Two variants of Spectre has been verified on several modern processors: Variant 1 (CVE-2017-5753) and Variant 2 (CVE-2017-5715). Variant 1 is fixed with a kernel patch. You cannot disable this patch, and there is no measureable performance impact from this patch.

Intel moved the announcement forward because multiple independent discoveries and partial public disclosures made it impossible to delay until their planned date. This resulted in scattershot and slow release of fixes from vendors.

Intel quickly released microcode patches that supported disabling the relevant features of the branch predictors. In some cases, more than just the relevant features are disabled, due to the limits on how much can be changed with a microcode update.

Some of the branch predictor features now need to be controlled—turned on and off—by the operating system, which required changes to Linux and Windows. Fortunately, Linux kernel developers had secretly built this ability into the kernel, allowing Linux to take advantage of the microcode patches to mitigate the attacks. Due to the short timeline, the Linux changes weren’t quite finished at the time of the announcement. Red Hat backported some early versions of these patches to the kernels used in RHEL 6.x and 7.x.

◆ Entries supplied:
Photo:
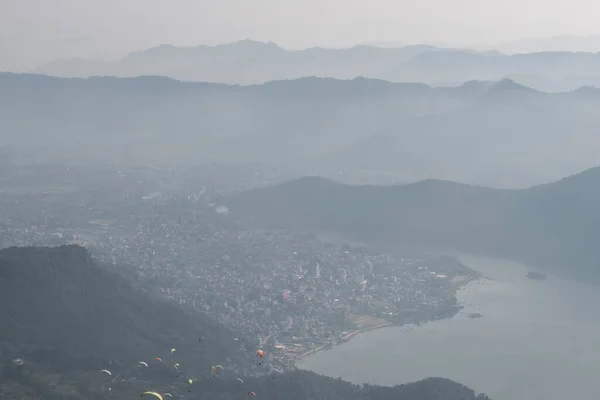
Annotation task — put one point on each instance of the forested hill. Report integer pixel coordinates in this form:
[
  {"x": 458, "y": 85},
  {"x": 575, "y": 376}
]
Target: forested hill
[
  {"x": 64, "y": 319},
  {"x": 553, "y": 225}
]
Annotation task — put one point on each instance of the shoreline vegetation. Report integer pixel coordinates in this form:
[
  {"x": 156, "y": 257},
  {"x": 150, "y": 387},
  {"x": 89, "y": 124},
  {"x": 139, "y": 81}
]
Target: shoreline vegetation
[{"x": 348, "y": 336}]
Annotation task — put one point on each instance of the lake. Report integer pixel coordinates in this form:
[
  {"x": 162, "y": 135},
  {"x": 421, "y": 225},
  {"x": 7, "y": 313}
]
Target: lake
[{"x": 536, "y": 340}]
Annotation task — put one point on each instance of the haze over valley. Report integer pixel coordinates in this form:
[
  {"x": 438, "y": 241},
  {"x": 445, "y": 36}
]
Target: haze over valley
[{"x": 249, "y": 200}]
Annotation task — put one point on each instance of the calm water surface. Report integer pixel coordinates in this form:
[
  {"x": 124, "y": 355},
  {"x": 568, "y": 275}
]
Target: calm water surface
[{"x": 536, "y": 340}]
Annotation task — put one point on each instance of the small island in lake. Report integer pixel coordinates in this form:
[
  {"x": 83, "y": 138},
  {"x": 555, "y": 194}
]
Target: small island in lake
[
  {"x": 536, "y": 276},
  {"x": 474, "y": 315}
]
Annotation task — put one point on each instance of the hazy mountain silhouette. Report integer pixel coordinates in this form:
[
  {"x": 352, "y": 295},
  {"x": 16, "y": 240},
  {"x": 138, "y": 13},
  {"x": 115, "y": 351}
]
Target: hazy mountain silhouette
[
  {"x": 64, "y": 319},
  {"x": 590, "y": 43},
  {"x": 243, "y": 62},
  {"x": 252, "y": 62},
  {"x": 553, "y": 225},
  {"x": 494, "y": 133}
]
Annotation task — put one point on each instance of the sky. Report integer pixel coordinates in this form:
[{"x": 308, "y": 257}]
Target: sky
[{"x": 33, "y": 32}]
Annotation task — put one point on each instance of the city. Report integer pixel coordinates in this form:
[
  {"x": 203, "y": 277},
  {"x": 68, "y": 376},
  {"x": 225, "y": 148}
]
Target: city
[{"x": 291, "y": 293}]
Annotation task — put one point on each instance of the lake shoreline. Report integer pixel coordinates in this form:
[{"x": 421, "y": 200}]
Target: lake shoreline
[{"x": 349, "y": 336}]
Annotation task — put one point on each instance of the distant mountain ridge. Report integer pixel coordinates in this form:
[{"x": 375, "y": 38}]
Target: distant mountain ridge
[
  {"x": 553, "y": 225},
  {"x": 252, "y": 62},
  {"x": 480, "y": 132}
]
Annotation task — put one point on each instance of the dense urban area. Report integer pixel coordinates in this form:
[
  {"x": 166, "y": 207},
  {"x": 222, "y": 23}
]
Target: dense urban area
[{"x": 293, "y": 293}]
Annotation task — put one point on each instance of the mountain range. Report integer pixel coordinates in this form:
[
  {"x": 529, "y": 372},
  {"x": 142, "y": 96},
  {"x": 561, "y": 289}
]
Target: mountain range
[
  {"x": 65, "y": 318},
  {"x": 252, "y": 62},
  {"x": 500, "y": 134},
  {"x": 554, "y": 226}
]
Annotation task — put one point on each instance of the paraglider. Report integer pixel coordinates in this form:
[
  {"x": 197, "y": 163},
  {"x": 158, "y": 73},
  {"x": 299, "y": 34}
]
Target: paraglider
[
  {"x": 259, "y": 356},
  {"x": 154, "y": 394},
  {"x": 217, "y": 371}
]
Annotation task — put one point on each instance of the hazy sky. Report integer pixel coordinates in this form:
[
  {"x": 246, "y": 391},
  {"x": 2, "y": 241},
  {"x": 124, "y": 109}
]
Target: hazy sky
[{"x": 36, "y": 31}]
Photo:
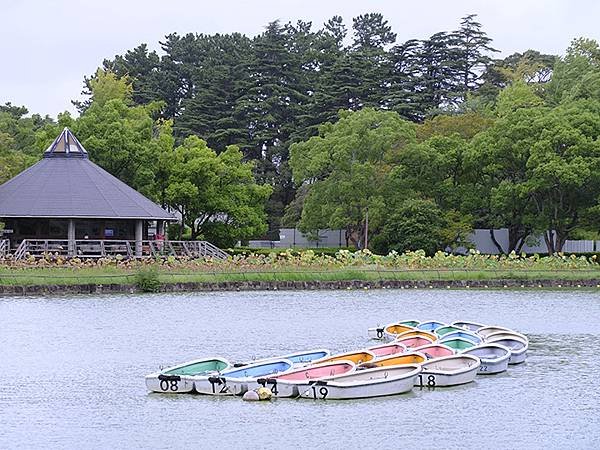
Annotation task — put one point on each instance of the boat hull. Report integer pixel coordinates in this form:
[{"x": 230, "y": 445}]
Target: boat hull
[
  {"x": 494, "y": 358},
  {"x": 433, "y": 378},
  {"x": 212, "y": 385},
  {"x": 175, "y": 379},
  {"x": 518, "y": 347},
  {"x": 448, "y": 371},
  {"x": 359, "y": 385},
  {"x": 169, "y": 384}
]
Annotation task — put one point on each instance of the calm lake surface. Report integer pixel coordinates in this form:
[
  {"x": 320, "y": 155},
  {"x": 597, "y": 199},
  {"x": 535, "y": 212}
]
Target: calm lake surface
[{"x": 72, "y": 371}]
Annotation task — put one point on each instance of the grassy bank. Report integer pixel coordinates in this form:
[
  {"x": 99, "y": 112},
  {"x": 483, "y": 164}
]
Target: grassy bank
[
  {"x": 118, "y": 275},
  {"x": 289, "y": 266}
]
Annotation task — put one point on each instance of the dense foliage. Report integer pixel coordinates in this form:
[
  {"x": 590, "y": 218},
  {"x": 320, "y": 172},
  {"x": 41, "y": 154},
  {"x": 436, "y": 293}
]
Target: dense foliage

* * *

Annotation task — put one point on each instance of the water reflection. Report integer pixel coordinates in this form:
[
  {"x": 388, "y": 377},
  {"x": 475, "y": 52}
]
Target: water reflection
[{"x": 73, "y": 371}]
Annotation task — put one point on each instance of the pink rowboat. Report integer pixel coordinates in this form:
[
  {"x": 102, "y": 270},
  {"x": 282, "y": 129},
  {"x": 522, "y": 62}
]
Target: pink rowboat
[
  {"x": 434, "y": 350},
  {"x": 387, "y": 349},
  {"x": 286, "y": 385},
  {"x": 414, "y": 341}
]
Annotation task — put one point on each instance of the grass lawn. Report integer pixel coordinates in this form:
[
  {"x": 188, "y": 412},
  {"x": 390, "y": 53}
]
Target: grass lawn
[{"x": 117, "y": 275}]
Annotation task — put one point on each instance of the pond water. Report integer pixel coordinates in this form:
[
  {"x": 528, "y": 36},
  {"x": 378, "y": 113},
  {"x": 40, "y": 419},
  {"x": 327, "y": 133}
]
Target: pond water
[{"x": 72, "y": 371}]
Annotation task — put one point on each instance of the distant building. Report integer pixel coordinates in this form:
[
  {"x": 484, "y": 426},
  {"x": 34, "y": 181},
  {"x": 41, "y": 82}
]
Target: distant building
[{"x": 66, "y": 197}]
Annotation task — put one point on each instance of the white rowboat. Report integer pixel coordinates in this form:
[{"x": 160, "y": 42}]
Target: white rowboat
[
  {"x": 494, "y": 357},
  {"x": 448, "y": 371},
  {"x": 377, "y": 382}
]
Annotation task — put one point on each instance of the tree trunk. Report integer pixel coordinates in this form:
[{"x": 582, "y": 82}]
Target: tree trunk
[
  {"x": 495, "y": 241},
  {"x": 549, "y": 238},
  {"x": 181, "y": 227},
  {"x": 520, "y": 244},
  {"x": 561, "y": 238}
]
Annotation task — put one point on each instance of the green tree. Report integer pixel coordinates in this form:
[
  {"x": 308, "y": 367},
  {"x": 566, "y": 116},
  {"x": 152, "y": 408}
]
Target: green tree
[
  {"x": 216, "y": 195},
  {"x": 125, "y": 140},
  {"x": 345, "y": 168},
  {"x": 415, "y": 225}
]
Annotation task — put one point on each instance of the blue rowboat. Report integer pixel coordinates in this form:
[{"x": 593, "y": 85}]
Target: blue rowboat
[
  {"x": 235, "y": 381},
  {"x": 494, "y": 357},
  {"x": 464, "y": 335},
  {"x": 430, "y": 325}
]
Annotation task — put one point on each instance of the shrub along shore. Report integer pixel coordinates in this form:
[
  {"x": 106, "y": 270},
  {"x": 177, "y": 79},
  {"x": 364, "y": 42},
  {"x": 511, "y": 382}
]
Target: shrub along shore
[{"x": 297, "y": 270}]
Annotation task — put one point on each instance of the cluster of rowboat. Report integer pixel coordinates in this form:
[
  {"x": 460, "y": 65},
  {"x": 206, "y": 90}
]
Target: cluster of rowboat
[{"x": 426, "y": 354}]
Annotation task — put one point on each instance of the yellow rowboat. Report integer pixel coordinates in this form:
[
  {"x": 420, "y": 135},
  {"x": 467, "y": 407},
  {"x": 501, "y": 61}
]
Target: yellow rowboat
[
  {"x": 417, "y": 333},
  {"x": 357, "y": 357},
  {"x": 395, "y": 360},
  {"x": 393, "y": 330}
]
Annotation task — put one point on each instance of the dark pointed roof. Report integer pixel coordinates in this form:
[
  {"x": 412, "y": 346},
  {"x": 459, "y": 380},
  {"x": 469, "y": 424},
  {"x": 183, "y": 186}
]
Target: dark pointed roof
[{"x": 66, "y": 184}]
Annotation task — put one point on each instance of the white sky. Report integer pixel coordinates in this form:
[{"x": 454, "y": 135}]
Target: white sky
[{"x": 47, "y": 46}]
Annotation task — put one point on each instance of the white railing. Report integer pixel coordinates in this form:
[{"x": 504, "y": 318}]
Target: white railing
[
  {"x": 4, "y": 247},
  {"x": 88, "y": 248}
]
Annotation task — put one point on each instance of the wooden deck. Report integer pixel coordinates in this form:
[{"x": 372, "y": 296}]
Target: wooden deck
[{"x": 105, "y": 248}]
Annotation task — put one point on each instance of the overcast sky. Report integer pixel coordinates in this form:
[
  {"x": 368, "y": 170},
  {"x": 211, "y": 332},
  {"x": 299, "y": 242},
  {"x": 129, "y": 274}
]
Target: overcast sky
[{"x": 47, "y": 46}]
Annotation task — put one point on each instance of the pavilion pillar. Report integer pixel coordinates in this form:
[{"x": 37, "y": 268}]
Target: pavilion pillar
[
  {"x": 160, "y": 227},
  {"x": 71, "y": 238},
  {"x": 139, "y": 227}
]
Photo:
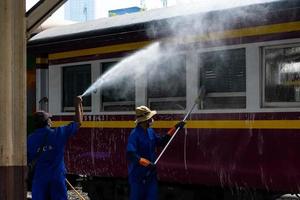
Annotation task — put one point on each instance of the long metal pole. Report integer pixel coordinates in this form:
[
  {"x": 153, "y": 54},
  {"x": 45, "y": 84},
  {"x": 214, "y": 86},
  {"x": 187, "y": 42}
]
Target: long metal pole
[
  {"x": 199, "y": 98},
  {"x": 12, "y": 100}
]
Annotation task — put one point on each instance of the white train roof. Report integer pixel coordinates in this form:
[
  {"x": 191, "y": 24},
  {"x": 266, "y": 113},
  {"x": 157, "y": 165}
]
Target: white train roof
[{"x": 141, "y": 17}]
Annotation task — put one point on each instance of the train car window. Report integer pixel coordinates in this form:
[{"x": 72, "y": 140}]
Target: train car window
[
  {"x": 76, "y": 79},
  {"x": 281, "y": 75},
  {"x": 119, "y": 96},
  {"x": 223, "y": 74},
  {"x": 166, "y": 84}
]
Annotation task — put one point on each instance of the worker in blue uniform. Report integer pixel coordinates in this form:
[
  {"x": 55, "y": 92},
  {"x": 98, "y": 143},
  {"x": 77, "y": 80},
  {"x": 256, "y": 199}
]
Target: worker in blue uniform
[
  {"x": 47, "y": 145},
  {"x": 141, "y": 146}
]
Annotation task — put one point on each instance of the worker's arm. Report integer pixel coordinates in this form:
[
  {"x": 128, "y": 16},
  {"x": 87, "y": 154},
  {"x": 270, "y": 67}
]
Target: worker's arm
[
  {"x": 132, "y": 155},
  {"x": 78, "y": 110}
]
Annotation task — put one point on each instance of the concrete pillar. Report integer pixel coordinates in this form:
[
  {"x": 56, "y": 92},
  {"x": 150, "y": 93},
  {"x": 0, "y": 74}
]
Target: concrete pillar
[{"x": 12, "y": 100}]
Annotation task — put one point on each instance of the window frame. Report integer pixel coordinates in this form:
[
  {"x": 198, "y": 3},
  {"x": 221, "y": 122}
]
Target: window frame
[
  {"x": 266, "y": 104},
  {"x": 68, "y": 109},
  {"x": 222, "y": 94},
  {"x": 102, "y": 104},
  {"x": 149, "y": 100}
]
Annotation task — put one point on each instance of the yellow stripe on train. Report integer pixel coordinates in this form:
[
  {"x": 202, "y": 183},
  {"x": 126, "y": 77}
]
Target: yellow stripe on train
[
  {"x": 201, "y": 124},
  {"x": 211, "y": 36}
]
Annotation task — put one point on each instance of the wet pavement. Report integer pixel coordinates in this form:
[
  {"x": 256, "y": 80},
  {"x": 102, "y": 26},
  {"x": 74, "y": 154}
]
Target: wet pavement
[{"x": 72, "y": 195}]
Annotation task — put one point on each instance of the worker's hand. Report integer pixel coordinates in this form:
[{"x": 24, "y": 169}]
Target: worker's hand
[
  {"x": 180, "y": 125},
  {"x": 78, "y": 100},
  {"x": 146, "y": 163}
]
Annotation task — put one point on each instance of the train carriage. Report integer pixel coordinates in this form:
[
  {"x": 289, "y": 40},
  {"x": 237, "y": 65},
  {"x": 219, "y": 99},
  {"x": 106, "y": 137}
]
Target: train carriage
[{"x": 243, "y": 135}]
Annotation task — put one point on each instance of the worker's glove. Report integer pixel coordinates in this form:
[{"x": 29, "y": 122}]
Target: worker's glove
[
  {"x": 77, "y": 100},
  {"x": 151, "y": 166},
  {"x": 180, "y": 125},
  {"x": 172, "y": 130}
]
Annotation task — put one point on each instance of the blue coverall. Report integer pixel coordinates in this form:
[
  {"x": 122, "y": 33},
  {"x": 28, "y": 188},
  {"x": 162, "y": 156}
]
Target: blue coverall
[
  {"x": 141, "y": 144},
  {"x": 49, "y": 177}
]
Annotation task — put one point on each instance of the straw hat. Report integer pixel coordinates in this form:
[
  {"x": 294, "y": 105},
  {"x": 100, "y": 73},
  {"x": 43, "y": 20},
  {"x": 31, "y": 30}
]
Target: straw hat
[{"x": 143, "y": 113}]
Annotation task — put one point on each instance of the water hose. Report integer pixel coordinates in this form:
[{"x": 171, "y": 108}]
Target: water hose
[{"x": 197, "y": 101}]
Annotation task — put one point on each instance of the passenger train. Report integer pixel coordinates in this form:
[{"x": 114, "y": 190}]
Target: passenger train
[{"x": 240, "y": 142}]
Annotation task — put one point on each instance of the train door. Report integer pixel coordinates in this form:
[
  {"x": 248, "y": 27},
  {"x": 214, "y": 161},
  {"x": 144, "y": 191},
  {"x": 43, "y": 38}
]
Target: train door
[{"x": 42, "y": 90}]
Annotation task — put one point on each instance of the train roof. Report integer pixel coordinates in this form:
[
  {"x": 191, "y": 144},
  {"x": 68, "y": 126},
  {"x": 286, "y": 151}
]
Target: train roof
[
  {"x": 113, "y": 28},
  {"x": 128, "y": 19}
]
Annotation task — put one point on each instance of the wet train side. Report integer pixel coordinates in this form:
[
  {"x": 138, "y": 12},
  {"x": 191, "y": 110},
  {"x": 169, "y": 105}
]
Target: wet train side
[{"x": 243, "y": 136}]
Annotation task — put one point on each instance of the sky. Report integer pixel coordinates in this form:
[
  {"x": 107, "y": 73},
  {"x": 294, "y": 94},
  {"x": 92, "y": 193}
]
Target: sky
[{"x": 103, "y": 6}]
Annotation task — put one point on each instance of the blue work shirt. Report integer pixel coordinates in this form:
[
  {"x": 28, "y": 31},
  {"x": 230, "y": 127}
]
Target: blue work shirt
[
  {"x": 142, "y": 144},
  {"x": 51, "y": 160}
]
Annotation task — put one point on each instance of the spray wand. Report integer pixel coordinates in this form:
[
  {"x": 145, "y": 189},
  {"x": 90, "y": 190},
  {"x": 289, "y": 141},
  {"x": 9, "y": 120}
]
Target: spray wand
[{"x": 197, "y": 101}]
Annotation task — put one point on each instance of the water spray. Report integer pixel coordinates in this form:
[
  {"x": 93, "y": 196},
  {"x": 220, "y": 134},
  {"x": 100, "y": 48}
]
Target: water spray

...

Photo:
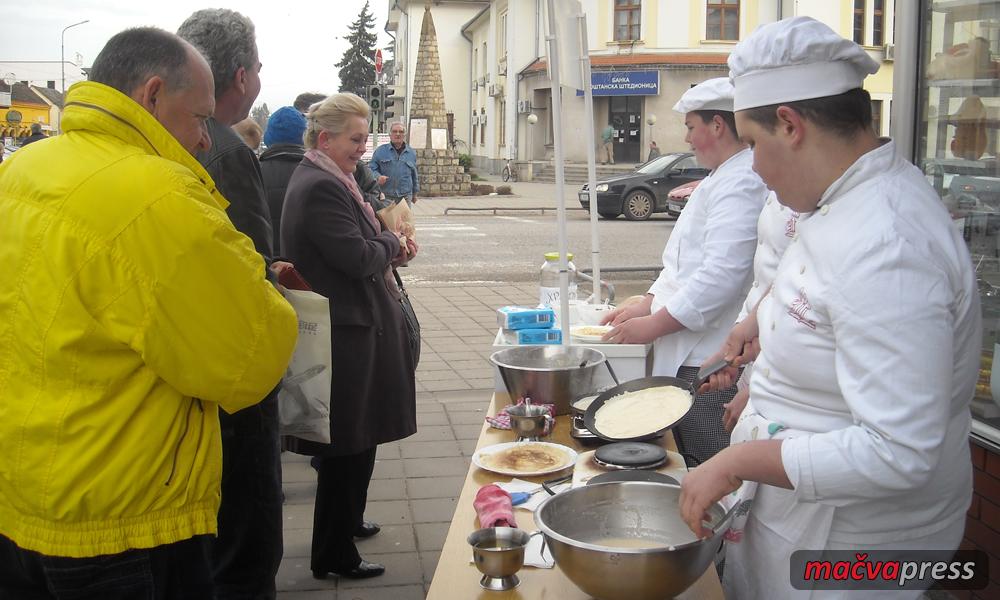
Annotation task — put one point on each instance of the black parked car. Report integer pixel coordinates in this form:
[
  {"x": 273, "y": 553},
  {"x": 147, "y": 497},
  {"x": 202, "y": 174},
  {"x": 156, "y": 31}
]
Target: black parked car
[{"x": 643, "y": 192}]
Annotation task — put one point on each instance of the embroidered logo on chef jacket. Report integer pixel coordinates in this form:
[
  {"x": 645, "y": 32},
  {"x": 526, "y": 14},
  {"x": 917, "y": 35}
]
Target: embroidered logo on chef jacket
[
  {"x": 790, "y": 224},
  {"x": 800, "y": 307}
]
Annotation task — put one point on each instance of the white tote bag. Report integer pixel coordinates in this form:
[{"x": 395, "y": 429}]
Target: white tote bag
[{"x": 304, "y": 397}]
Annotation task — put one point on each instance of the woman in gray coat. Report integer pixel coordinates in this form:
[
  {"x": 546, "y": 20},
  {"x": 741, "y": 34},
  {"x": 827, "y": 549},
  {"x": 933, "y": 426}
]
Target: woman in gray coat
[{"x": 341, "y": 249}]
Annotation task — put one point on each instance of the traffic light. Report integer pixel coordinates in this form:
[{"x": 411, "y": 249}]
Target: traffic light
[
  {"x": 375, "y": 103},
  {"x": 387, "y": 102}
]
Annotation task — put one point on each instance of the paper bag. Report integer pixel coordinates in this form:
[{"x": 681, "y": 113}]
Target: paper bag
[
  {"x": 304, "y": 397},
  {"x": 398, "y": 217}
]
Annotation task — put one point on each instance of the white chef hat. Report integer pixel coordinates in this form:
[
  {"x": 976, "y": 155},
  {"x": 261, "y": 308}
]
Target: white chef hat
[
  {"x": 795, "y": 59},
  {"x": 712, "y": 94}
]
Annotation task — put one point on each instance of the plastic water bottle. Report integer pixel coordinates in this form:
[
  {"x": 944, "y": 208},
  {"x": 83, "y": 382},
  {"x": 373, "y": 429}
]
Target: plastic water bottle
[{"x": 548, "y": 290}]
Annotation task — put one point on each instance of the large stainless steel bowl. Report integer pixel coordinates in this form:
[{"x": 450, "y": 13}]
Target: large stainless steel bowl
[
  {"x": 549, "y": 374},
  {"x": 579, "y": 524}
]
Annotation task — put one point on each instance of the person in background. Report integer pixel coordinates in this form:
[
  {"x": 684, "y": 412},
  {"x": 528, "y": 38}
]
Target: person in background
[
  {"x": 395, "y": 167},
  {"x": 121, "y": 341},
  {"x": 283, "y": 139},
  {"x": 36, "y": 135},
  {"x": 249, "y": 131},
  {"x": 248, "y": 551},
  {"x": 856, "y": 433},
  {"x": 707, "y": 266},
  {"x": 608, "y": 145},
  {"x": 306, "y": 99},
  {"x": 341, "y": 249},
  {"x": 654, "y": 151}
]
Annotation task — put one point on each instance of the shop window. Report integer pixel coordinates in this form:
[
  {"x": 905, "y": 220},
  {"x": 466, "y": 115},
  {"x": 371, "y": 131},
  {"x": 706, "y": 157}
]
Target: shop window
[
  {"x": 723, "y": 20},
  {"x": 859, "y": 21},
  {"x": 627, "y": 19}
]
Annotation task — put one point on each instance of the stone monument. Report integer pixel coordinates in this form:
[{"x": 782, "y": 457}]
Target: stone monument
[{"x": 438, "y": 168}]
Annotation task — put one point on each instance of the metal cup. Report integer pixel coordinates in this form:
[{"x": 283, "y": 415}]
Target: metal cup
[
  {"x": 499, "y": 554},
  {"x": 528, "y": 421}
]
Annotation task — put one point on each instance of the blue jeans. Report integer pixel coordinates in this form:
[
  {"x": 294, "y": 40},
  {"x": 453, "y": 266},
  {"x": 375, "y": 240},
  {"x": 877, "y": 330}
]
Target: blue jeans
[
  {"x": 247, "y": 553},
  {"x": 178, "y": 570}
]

◆ Task instructions:
A) Which operating systems or operating system releases does the Spectre text name?
B) In the Spectre text, repeat the passage between "Two variants of" and "a microcode update.", inclusive.

◆ Answers in order:
A) Linux, Windows, RHEL 6.x, RHEL 7.x

B)
Two variants of Spectre has been verified on several modern processors: Variant 1 (CVE-2017-5753) and Variant 2 (CVE-2017-5715). Variant 1 is fixed with a kernel patch. You cannot disable this patch, and there is no measureable performance impact from this patch.

Intel moved the announcement forward because multiple independent discoveries and partial public disclosures made it impossible to delay until their planned date. This resulted in scattershot and slow release of fixes from vendors.

Intel quickly released microcode patches that supported disabling the relevant features of the branch predictors. In some cases, more than just the relevant features are disabled, due to the limits on how much can be changed with a microcode update.